Omitting all pictures, copy word for word the lines from the line containing "target | red brick pavement" through the final line of the entries.

Object position labeling entries:
-*-*-

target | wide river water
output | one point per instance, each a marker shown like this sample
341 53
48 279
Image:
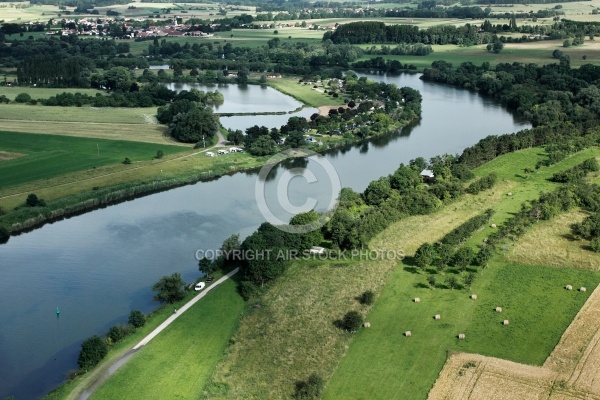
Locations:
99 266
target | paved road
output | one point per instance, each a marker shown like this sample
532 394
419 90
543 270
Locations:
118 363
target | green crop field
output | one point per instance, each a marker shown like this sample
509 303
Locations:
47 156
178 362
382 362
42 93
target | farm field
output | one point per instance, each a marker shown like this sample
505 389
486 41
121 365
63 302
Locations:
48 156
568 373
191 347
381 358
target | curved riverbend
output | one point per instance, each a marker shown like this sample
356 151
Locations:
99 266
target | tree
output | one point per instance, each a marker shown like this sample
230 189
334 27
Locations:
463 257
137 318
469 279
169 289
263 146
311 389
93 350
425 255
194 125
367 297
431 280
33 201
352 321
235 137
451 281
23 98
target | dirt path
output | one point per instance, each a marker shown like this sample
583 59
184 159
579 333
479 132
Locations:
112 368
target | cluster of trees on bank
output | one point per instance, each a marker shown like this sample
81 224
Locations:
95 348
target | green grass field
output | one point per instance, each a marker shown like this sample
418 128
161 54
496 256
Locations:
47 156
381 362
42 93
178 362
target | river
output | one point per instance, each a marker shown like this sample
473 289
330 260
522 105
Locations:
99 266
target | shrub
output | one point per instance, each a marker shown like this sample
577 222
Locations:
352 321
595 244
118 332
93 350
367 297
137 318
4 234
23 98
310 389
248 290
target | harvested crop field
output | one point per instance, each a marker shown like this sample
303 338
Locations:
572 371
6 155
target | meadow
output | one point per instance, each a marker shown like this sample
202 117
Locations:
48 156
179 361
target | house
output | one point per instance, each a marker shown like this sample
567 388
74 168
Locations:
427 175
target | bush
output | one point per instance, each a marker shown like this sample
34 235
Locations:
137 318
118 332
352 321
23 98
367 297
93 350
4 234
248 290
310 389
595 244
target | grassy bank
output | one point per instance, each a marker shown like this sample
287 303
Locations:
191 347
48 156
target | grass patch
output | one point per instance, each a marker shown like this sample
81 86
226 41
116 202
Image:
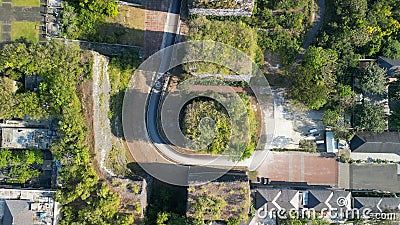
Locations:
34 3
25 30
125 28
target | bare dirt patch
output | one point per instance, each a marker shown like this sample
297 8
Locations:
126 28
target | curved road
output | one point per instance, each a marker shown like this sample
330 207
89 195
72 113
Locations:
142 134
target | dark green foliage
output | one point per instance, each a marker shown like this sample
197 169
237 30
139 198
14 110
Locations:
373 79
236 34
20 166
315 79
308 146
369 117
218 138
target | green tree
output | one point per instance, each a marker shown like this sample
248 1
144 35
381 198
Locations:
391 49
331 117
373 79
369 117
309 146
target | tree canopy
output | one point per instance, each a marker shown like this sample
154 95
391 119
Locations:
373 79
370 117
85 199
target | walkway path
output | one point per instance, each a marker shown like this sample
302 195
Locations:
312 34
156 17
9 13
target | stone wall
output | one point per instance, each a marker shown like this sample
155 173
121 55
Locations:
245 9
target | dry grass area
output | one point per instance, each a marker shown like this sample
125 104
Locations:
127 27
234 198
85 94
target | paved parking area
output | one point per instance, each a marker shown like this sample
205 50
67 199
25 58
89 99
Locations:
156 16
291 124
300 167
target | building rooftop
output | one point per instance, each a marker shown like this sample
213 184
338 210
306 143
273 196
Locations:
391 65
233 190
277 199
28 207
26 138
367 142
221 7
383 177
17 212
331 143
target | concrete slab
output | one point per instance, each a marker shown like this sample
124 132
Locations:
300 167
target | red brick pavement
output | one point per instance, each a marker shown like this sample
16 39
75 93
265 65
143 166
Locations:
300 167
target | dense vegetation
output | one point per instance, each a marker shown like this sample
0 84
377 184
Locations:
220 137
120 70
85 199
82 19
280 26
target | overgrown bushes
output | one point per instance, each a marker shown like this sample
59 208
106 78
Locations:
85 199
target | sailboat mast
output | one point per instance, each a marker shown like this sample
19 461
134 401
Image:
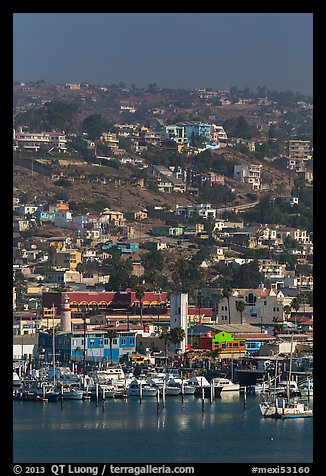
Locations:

-*-*-

_Task solution_
target | red brick pavement
output | one point per instance, each a marker shown like this sample
16 39
75 93
265 65
143 166
Locations:
300 167
target | dense vegetation
output | one point per instance, each a marker shown like this sample
0 84
377 184
Locations:
220 137
120 70
85 199
82 19
280 26
target | overgrown bushes
output | one point per instance, each a marker shown like this sample
59 208
106 78
Locations:
85 199
target | sailboat mast
output | one point per instance, each a marker shown like this sample
19 461
134 401
Image:
Locations:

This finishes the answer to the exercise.